What you will do: Repeat word for word the lines in the records below, from the line containing "Mark every instance of the slate" through the line containing "<point>405,280</point>", both included.

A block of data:
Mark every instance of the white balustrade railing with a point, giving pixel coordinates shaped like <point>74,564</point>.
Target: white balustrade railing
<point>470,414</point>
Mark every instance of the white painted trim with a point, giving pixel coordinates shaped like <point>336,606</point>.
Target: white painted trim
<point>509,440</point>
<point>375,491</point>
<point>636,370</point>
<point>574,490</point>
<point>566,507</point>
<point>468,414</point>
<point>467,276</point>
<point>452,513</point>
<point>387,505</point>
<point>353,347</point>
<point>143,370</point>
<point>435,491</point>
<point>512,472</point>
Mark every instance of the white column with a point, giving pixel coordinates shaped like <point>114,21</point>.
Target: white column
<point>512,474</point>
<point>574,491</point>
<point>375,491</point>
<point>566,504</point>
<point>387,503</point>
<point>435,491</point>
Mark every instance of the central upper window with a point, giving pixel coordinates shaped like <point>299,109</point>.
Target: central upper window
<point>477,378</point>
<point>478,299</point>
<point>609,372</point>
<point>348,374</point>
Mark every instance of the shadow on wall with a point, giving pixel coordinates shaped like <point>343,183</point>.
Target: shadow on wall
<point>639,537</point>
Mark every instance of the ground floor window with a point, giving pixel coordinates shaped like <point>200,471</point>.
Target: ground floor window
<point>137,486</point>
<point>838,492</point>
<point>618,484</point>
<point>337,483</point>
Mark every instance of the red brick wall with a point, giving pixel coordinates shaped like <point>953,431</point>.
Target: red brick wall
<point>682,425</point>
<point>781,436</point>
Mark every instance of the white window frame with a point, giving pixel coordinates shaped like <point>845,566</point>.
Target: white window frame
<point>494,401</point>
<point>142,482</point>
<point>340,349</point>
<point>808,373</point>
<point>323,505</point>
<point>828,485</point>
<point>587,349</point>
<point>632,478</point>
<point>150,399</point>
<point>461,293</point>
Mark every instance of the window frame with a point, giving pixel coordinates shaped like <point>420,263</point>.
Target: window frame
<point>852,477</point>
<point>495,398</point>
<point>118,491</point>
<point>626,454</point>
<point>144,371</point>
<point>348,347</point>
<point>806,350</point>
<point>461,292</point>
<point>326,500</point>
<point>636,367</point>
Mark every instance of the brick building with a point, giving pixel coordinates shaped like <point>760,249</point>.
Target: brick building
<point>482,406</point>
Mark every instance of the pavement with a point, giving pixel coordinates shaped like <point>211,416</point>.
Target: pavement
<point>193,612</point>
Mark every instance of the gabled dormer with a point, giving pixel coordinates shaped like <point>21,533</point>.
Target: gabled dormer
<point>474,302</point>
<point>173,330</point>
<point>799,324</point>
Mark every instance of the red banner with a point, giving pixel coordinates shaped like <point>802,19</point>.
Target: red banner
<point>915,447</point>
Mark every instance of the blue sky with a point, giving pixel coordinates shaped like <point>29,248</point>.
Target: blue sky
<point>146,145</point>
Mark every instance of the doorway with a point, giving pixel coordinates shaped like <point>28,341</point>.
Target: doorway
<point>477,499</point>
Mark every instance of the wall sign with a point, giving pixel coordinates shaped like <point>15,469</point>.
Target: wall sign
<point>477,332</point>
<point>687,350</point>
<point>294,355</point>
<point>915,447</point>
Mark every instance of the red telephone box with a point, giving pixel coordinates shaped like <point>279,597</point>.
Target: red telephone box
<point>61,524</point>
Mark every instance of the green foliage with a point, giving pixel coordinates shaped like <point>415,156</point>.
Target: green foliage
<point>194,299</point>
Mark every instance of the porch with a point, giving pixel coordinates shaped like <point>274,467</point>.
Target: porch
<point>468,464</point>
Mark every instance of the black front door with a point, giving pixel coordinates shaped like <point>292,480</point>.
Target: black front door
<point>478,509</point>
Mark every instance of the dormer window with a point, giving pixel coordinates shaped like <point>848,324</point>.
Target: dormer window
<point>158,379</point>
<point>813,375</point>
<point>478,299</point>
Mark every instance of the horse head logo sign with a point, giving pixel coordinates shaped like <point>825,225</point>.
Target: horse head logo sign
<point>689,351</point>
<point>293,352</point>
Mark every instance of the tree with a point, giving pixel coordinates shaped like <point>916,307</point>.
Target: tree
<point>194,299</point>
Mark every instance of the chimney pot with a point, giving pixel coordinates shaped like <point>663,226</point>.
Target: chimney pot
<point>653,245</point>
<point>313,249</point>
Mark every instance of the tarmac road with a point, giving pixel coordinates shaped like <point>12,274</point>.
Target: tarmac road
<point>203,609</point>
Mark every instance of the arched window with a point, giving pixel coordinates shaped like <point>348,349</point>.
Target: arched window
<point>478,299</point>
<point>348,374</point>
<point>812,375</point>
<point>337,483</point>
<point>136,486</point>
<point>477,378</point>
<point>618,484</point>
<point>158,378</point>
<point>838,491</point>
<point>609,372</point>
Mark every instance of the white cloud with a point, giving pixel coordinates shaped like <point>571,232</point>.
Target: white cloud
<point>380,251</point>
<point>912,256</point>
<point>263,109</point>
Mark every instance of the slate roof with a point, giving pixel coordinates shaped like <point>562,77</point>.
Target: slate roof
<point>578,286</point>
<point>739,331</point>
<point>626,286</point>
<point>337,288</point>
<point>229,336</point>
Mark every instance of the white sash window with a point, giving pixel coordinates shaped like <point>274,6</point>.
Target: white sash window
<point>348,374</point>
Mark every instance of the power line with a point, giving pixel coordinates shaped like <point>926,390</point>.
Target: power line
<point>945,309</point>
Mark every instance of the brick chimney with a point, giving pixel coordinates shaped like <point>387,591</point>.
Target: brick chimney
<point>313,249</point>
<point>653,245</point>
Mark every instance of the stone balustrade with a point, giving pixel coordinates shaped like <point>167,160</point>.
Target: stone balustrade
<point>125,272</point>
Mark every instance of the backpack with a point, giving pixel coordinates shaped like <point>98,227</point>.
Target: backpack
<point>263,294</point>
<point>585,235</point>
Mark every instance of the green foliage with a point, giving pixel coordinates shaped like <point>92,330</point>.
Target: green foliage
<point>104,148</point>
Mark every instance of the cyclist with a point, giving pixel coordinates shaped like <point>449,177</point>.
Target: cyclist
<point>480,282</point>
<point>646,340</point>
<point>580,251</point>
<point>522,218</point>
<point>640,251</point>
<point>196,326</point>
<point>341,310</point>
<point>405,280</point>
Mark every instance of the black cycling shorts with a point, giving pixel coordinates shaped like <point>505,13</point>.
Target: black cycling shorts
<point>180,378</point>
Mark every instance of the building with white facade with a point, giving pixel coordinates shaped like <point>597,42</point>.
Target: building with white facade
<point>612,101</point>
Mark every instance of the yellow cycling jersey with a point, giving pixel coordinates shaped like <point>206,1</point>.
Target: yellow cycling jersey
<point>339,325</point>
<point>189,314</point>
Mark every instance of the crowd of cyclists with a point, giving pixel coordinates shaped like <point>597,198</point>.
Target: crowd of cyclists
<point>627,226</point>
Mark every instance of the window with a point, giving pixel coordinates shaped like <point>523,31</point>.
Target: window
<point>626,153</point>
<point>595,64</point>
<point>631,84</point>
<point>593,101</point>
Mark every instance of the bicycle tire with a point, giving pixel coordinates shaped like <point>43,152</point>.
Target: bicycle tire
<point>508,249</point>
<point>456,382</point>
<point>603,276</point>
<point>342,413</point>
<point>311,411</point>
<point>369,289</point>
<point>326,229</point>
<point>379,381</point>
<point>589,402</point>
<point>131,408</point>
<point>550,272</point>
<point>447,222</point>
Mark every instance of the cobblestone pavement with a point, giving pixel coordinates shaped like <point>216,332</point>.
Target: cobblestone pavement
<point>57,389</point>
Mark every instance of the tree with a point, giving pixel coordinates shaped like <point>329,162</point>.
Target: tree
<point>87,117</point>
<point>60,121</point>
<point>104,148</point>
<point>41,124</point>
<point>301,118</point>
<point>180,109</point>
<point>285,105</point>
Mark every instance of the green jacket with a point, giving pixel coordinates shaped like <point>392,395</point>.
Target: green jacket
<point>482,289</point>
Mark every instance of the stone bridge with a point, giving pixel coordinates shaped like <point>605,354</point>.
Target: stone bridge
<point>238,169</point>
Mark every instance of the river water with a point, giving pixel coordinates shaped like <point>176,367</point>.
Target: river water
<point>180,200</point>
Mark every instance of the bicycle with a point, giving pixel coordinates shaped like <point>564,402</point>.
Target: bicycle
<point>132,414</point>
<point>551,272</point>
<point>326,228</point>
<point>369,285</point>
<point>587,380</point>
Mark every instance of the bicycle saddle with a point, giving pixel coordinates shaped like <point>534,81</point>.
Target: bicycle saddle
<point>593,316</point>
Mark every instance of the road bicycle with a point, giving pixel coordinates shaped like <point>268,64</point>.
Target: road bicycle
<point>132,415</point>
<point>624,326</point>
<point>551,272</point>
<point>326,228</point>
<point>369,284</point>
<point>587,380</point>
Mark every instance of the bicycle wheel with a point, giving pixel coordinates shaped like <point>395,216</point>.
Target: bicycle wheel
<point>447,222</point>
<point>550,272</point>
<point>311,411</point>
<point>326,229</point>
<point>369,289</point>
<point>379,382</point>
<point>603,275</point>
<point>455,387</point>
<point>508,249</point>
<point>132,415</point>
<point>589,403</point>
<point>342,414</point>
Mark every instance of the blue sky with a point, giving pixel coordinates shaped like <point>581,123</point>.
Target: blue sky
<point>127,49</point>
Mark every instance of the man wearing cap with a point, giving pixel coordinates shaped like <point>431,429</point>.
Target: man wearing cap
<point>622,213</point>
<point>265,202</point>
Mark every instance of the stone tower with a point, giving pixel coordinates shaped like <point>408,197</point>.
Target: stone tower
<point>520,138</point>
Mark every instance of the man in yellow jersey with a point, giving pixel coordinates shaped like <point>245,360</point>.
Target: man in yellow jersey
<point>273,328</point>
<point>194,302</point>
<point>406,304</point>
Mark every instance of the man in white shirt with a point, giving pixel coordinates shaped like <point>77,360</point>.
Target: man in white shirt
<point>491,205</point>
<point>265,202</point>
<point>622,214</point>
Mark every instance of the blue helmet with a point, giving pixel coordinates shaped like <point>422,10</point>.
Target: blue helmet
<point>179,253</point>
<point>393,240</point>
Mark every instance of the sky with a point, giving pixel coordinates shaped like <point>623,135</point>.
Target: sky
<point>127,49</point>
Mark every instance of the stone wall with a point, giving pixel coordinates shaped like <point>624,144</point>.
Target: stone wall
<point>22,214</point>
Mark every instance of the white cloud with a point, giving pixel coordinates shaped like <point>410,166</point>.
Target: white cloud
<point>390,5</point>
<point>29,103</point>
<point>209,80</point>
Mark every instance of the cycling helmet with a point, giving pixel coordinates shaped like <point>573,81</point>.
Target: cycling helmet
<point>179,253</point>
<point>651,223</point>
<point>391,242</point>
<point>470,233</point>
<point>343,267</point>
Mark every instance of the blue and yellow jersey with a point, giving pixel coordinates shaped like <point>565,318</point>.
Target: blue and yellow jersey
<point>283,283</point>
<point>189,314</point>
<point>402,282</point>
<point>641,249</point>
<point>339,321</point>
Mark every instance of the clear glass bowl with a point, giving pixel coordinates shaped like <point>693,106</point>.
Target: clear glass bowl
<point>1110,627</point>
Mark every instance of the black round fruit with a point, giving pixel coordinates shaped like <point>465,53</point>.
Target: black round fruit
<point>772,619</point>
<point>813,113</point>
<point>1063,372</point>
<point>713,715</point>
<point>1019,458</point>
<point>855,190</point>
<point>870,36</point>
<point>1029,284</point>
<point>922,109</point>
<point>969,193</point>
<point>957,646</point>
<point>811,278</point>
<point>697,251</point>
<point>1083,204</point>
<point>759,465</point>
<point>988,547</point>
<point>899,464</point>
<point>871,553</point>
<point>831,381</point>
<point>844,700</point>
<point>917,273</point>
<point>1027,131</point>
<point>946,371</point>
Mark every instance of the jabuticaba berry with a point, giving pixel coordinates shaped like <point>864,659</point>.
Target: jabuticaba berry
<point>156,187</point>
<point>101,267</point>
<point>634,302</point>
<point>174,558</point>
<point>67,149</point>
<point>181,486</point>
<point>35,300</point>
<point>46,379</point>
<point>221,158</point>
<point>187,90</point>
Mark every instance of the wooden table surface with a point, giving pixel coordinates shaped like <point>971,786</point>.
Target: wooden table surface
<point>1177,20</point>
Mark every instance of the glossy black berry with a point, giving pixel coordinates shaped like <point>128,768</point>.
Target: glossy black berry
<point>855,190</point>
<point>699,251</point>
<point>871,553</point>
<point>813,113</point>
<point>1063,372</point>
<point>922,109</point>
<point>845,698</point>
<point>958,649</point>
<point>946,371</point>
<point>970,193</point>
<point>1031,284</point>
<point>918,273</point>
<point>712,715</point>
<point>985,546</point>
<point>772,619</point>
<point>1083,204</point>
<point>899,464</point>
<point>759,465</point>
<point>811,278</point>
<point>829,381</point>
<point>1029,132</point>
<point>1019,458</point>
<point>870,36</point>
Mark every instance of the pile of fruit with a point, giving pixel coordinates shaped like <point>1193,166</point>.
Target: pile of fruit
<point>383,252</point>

The completed task:
Mark every instance of the slate roof with a point, giving pixel coordinates shaped like <point>562,77</point>.
Target: slate roof
<point>578,286</point>
<point>739,331</point>
<point>626,286</point>
<point>337,288</point>
<point>229,336</point>
Mark every instance of the white sash window with a point, giving pixel coordinates shaped like <point>274,6</point>.
Target: white sash window
<point>348,374</point>
Mark every instance of the power line with a point, giving pixel coordinates shaped like <point>926,390</point>.
Target: power line
<point>945,309</point>
Mark every instance of the brick chimney with a point, giving pixel coordinates shaped like <point>387,591</point>.
Target: brick chimney
<point>313,249</point>
<point>653,245</point>
Mark every instance of the stone balustrade with a point, giving pixel coordinates shaped like <point>167,160</point>.
Target: stone balustrade
<point>125,272</point>
Mark every instance of the backpack with a point, giving pixel coordinates shaped like <point>98,227</point>.
Target: backpack
<point>263,294</point>
<point>585,235</point>
Mark every instance of the green foliage with a point, giving pixel coordinates shaped like <point>92,330</point>.
Target: green foliage
<point>104,148</point>
Mark every instance of the cyclist with a point, giving pixel coordinates shaped like <point>449,177</point>.
Target: cyclist
<point>480,282</point>
<point>646,340</point>
<point>580,251</point>
<point>522,218</point>
<point>640,251</point>
<point>196,326</point>
<point>341,310</point>
<point>405,280</point>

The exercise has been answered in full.